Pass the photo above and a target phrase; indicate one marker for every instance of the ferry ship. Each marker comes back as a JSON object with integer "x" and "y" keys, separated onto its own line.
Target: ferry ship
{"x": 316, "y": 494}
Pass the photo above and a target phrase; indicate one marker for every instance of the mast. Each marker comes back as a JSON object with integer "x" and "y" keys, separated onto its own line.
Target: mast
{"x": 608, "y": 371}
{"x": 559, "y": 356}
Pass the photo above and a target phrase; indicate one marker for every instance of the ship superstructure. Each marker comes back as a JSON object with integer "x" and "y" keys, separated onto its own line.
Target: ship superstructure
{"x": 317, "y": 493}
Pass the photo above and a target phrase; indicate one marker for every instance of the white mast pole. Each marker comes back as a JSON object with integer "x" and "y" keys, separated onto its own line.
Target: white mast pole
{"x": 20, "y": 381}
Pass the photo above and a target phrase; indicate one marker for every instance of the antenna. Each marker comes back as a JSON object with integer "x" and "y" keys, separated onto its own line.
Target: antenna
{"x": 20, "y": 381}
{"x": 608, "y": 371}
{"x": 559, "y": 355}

■ ■ ■ ■ ■

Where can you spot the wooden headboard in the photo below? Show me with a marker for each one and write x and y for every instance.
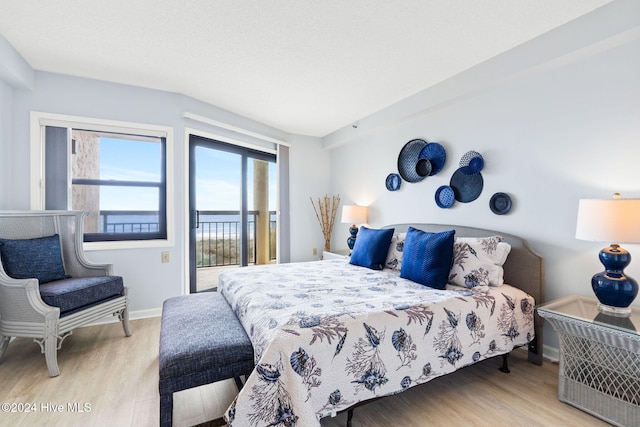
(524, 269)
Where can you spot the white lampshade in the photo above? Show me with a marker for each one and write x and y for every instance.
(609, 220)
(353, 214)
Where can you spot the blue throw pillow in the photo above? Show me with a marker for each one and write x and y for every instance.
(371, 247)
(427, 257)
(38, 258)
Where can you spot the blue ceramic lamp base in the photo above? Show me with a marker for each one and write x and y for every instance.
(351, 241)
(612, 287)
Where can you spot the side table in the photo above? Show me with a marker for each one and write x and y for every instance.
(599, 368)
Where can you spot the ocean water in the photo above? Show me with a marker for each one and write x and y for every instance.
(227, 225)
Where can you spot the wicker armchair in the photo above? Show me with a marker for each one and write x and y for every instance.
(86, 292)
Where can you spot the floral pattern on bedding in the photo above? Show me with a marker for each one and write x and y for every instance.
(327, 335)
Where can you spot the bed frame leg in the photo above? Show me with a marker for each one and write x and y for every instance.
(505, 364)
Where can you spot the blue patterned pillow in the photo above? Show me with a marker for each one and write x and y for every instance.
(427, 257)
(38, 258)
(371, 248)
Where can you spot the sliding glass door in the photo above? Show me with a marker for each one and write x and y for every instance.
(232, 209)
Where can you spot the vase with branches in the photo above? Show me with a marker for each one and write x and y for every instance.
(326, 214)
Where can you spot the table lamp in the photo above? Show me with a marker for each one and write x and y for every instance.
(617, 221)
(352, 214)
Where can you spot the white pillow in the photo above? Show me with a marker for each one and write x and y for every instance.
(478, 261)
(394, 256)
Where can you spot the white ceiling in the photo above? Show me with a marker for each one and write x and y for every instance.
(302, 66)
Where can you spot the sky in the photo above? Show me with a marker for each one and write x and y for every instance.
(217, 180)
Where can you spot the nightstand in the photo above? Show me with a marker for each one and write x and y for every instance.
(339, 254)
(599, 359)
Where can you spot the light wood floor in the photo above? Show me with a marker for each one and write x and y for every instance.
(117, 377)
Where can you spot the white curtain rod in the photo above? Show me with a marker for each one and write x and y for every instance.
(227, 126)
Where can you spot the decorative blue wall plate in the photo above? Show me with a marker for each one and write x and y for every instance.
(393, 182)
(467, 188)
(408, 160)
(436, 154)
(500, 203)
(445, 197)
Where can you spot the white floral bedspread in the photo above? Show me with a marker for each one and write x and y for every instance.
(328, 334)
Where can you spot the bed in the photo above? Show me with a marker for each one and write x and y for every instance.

■ ■ ■ ■ ■

Within the listing above, the range opens at the line with "Where can you spot the decorative" and closes at the line with "Where can you spot the bed in". Reproduce exactly the lines of that range, including both ends.

Where can you spot the decorative blue wall plate in the photo above? Show me with a marker for each one and write x and y for every instance.
(393, 182)
(467, 188)
(408, 160)
(436, 154)
(500, 203)
(445, 197)
Where can you spot the white floral bedspread in the photo above? Show me with a marker for each one and write x and y for every instance.
(328, 334)
Where can you spot the bed in the photo above? Show me with a marker for each one and write x and y for every instance.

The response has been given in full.